What is needed - From the line that includes "Annotation guideline: for each instance of the bee's head" down to the final line of the data below, copy every line exactly and leave the rest out.

..............................

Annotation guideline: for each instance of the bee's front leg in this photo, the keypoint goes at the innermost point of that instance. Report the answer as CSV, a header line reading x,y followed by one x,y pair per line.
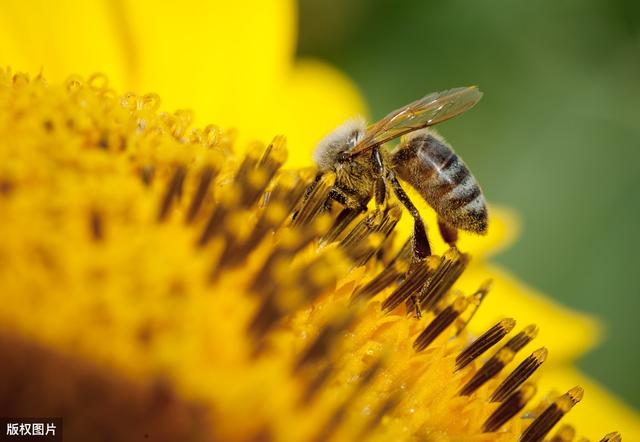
x,y
380,191
421,247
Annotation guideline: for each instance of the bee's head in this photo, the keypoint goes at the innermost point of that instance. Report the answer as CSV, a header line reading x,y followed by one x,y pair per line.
x,y
333,148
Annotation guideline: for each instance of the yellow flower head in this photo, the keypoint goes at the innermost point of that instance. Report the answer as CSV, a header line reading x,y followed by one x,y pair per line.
x,y
162,281
157,284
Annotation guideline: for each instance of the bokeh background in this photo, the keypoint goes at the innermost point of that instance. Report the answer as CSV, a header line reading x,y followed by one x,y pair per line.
x,y
556,136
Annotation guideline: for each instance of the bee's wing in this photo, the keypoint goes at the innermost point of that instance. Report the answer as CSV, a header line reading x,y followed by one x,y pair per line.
x,y
427,111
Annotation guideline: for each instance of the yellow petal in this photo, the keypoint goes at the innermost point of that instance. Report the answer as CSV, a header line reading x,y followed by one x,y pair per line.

..............................

Finished exercise -
Annotation guideline: for each instance of the bee's head in this photo, the keypoint goes at the innermost point of that instance. Report the answer as CSV, a header line reading x,y followed by one x,y pair per line.
x,y
333,148
Annotation guideline: for each instance of the yellow flower head in this photo, the keypoint goes at the innermost point of that instance. Report the answer as CSV, a header line reading x,y followed by one x,y pair per line.
x,y
162,281
157,284
Annotation guideline: for each instance of the bokeh background in this photo, the keypoint goes at the innermost point of that instance. Report the answer as CSV, a header line reading x,y followed by one x,y pair per line.
x,y
556,136
Annotation guideline: for each instance of the bee's wing in this photo, the keypoint goes at the innermost point of that instance. Report the answer as CSV, a header line reading x,y followed by one x,y pair per line.
x,y
427,111
Annotation guideline: for each instance of the yellow petal in this photo, the keypoint goes at the innermost point of that instance. Report the answer as CSV, a header line reading x,y followed by one x,y pair per line.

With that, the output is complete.